* Your objective
Print each entry word for word.

* Entries provided
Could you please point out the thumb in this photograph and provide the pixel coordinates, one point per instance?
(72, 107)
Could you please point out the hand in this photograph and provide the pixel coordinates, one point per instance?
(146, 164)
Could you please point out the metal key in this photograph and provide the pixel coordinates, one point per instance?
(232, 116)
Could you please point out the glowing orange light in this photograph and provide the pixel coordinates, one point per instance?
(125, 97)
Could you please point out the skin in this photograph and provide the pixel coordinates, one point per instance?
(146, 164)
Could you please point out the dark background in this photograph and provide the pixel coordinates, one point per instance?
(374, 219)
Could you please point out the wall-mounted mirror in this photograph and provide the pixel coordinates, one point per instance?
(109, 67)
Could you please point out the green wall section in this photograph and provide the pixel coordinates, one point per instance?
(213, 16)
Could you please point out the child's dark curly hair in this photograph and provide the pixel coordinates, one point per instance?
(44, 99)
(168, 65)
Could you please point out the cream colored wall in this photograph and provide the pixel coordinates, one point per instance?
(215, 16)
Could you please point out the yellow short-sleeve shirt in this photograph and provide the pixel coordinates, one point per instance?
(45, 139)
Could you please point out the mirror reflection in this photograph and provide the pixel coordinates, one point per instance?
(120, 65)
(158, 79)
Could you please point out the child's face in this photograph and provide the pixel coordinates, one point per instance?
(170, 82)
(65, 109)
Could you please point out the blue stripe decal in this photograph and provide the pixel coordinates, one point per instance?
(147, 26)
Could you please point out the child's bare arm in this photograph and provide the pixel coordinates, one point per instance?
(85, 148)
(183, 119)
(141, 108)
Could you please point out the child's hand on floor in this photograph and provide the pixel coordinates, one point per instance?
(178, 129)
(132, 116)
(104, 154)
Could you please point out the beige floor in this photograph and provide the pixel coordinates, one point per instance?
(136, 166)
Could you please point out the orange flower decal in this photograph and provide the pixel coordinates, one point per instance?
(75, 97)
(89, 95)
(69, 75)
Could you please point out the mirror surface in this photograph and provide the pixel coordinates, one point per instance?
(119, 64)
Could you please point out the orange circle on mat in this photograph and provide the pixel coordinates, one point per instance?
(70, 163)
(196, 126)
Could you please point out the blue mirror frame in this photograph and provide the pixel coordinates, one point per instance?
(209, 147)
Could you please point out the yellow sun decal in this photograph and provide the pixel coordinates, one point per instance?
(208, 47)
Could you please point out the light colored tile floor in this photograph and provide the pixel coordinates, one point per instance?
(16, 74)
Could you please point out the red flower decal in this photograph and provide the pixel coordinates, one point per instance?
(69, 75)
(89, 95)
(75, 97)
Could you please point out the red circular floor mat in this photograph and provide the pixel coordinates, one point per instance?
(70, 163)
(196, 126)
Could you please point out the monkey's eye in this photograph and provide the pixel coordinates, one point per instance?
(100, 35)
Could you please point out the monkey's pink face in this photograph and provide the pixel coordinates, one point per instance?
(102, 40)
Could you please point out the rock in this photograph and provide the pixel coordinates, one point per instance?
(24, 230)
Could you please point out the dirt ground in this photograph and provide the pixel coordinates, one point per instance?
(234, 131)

* Expected answer
Could you please point out the thumb in this photograph and provide the pixel coordinates, one point per instance?
(72, 107)
Could you please point out the hand in this photograph and provide the pixel coordinates, one point per instance?
(146, 164)
Could you please point out the metal key in this photograph and provide the pixel coordinates, one point per instance?
(232, 116)
Could you please point out the glowing orange light in this photograph and provide the pixel coordinates, one point per instance?
(125, 97)
Could you please point out the skin in this photograph and provide the pixel coordinates, one point per instance?
(146, 164)
Could you please point out the dark background in this photograph and provide the pixel coordinates, one point per instance?
(374, 219)
Could you please point out the wall-mounted mirror in this photograph and provide the pixel coordinates, one point per instance?
(109, 67)
Could you please point out the green wall section in this photograph and provide the pixel coordinates, one point per instance?
(213, 16)
Could you please point out the child's dark curly hair in this photograph and provide the pixel coordinates, one point per instance?
(44, 99)
(168, 65)
Could you please point out the cream colored wall in this photograph and provide the pixel coordinates, one point per instance?
(215, 16)
Could you please point out the yellow short-sleeve shirt in this photograph and provide the pixel coordinates, one point per instance?
(45, 139)
Could you please point out the mirror reflection in this photograph and provide the pixel coordinates, one point per instance?
(120, 65)
(158, 79)
Could you please point out the child's face in this photograph and provide the pixel coordinates, one point per instance?
(170, 82)
(65, 109)
Could you please point out the blue stripe decal in this photograph and provide the pixel coordinates, one point per instance?
(147, 26)
Could you please point out the child's bare arm in this photograph and provide the pixel coordinates, one point per instance?
(85, 148)
(183, 119)
(141, 108)
Could you please point out the child's hand on floor in this photograph and provide the pixel coordinates, one point per instance?
(178, 129)
(132, 116)
(104, 154)
Could you please point out the beige floor in this photograph and provide the pixel coordinates, one point per instance?
(136, 166)
Could you please point out the orange flower decal in this photograph and provide the pixel coordinates, one point per instance?
(75, 97)
(89, 95)
(69, 75)
Could you please point out the mirror surface in this photograph and provide the pixel coordinates, one point per instance?
(119, 64)
Could you please point out the orange circle on mat in this photograph and provide the pixel coordinates, one point per instance?
(70, 163)
(196, 126)
Could you please point out the blue mirror frame in this photograph and provide the pixel coordinates, one point per instance?
(209, 147)
Could you please point out the yellow sun decal in this photograph and provide the pixel coordinates, one point per instance?
(208, 47)
Could you please point out the light colored tile floor in this photograph and provide the pixel coordinates, one point per instance?
(16, 74)
Could you please point out the red flower decal in this photograph and provide the pixel coordinates, one point per instance?
(69, 75)
(89, 95)
(75, 97)
Could you please point out the red circular floor mat in this photograph and provide the pixel coordinates, one point per instance?
(70, 163)
(196, 126)
Could you please point out the monkey's eye in this photograph and provide the pixel coordinates, one point per instance?
(100, 35)
Could you please point out the monkey's pink face in this photograph and provide the pixel coordinates, one point per instance?
(102, 40)
Could you please point out the rock in this photograph and provide the pixel coordinates, one point per instance?
(24, 230)
Could you please point out the dirt ground in this photograph and provide the pixel coordinates, one point per instance?
(234, 131)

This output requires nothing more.